→ Task set:
1. Output, word for word, the section of the pyroclastic flow thread from "This may appear" up to and including "to safely escape.".
2. Condense the paragraph of the pyroclastic flow thread that begins "@@SirKolass When volcanos erupt" into a bulleted list of its main facts.
3. Answer these questions from the pyroclastic flow thread, one per line:
(a) At what speeds does the density current burn, flatten, and kill nearly everything it passes over?
(b) What had the drainage where the videographer stood already experienced?
(c) In what year were the journalists and scientists on Mt Unzen killed?

→ Excerpted passage:
★ ★ ★ ★ ★

This may appear like smoke from a fire or something; however, it is much more than that. It is what equates to a roiling density current. At high speeds (200+ kmh), will burn, flatten & kill nearly everything over which it passes. Respect to the videographer for shooting this footage, staying quiet & safe. *_TRUST !!_*
That takes some serious cojones to stand in a drainage that has ALREADY experienced a pyroclastic flow and film the arrival of the incandescent debris flow, when an even larger surge of debris could come down the drainage with insufficient warning to safely escape.
@@SirKolass When volcanos erupt, the form of the lava varies according to the amount of silica or silicon dioxide that is incorporated into the molten mixture. When the silica content is below 47% the lava will be very fluid, like the basaltic magma that is erupting in Iceland. Increasing amounts of silica will produce dacite, andesite, and rhyolite that gets stiffer and pastier as the silica content increases. Eventually it gets to the point where it does not flow, but extrudes like toothpaste from a tube. If the magma has high concentrations of gases such as sulfur dioxide, carbon dioxide, or di-hydrogen oxide, (also know as water that will be present as super-heated steam) when the magma reaches the surface it will explode in a gassy, glassy froth of burst frozen glass bubbles (called volcanic ash) at more than 1000 degrees Celsius. The column may rise vertically from the vent at the speed of sound to a height of 7 to 10 mlles (10 - 15 Kilometers). When the ash column runs out of lift it will collapse back onto the volcanic cone and surge down valleys at speeds of up to 300 kilometers per hour at a temperature of 1000 degrees, incinerating every living thing in its path. The flow consists of several meters of a very hot dry mixture of ash and pumice with boulders up to several meters in diameter, covered by a blinding cloud of choking red hot ash.These kinds of eruptions are normally seen in volcanic arcs like the Cascades in the United States, Japan, the Andes of South America the Windward Islands of the Caribbean, the Aleutian Islands of Alaska, and the entire island chains of Java and Indonesia. Hawaii and Iceland usually have low silica basalt flows that flow slowly on the surface and can be approached on foot for collection of fresh lava samples in some cases, if proper precautions are taken. In 1991 a group of 40 journalists and scientists that had observed several smaller pyroclastic flows on Mt Unzen in Japan were, caught and killed by a later flow that was slightly larger. Maurice and Katja Krafft, two French volcanologists, and American Harry Glicken died in the event. You may think you have adequately assessed the risks to closely approach an eruption, but volcanic eruptions are very unpredictable, and can change direction and intensity with no notice. Search You Tube for “Unzen 1991”.

★ ★ ★ ★ ★

→ Data provided:
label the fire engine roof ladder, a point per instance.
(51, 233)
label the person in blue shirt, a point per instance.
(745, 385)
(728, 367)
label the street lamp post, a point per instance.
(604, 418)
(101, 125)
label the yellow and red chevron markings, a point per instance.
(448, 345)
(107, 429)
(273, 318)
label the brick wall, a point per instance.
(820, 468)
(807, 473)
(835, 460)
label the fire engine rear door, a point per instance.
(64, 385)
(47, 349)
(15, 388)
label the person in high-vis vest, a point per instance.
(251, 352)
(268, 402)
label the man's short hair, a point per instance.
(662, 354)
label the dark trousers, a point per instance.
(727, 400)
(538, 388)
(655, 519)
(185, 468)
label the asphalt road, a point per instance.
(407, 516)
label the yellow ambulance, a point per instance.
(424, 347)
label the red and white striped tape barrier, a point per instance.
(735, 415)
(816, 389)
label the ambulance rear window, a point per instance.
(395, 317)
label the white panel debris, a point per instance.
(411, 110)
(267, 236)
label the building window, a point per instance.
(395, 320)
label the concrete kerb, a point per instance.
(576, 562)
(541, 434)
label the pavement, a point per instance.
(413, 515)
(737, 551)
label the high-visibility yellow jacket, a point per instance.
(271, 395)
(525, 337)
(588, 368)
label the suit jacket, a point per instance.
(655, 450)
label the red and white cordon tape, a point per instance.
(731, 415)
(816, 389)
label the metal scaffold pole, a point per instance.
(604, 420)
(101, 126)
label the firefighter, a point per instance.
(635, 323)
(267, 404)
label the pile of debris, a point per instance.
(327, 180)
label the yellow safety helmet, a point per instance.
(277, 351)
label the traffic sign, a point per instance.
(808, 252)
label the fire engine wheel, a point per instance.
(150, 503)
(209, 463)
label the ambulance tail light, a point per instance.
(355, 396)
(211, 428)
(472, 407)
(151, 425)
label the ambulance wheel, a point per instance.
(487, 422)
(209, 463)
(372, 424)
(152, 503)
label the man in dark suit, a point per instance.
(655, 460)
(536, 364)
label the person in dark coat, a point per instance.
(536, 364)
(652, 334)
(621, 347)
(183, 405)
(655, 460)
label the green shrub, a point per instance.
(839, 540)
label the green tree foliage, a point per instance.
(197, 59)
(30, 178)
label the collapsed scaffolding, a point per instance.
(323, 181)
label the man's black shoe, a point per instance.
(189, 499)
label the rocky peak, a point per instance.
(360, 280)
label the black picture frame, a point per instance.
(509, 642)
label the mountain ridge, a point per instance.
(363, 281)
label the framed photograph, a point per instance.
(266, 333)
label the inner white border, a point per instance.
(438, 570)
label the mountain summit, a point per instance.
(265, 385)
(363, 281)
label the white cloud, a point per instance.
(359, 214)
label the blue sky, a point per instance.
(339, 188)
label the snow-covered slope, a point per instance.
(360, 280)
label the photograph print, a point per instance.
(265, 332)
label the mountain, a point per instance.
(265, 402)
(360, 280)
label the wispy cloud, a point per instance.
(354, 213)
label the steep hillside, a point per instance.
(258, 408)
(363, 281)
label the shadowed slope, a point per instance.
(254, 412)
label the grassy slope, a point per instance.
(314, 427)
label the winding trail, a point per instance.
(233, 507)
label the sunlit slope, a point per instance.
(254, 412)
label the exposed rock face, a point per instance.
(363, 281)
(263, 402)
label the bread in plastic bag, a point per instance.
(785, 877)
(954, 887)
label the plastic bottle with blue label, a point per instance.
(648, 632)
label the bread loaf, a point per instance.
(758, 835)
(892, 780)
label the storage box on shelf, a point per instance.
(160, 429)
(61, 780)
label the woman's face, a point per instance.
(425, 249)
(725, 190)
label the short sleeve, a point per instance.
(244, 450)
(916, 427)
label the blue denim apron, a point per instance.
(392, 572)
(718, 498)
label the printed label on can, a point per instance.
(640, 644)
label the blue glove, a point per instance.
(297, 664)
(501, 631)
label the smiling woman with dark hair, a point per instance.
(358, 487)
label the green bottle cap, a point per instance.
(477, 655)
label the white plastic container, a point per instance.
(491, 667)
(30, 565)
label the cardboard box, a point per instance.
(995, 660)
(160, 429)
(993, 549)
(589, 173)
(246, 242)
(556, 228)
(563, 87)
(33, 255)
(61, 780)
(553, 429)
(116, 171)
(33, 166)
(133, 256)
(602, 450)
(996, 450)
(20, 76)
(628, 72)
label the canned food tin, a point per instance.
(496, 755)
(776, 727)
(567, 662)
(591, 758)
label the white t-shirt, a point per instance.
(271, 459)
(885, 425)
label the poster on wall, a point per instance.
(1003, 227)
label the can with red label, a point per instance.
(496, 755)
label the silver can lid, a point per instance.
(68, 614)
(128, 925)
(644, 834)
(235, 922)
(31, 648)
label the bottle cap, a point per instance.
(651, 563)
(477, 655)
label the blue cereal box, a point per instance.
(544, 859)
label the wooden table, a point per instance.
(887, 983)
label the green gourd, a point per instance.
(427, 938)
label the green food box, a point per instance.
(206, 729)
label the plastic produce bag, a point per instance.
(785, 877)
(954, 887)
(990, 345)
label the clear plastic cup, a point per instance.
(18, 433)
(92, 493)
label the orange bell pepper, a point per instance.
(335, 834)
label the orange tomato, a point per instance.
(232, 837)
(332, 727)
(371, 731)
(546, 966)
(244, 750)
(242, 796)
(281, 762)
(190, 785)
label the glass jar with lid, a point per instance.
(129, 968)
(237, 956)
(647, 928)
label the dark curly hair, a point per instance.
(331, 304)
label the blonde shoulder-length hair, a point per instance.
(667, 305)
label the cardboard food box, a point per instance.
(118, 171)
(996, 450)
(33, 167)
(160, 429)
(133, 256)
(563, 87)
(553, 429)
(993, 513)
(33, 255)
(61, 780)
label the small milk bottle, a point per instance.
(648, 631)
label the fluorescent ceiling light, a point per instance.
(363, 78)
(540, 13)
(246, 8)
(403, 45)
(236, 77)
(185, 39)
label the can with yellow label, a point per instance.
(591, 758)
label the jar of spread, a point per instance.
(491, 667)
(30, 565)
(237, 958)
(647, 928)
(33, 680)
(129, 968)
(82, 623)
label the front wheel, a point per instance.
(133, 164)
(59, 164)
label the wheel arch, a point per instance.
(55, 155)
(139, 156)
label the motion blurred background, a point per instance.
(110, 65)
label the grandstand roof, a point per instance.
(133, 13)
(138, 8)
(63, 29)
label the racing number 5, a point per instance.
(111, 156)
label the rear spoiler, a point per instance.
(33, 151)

★ ★ ★ ★ ★

→ Replies:
1.
This may appear like smoke from a fire or something; however, it is much more than that. It is what equates to a roiling density current. At high speeds (200+ kmh), will burn, flatten & kill nearly everything over which it passes. Respect to the videographer for shooting this footage, staying quiet & safe. *_TRUST !!_*
That takes some serious cojones to stand in a drainage that has ALREADY experienced a pyroclastic flow and film the arrival of the incandescent debris flow, when an even larger surge of debris could come down the drainage with insufficient warning to safely escape.

2.
- The form of lava depends on how much silica (silicon dioxide) is in the molten mixture.
- Below 47% silica, lava is very fluid, like the basaltic magma erupting in Iceland.
- More silica produces dacite, andesite, and rhyolite. These grow stiffer until the magma no longer flows but extrudes like toothpaste.
- Magma rich in gases explodes at the surface into volcanic ash at more than 1000 degrees Celsius. The ash can rise in a column 10 to 15 kilometers high.
- When the column collapses, it surges down valleys at up to 300 kilometers per hour, incinerating every living thing in its path.
- The flow is a very hot, dry mixture of ash, pumice, and boulders several meters across, covered by a cloud of red-hot ash.
- Such eruptions are typical of volcanic arcs such as the Cascades, Japan, the Andes, the Windward Islands, the Aleutian Islands, and Java and Indonesia.
- Hawaii and Iceland usually have slow, low-silica basalt flows. These can sometimes be approached on foot with proper precautions.
- In 1991 on Mt Unzen in Japan, a later and slightly larger flow killed a group of 40 journalists and scientists. Among them were Maurice and Katja Krafft and Harry Glicken.
- Eruptions are very unpredictable and can change direction and intensity with no notice.

3.
(a) At speeds of 200+ km/h.
(b) A pyroclastic flow.
(c) 1991.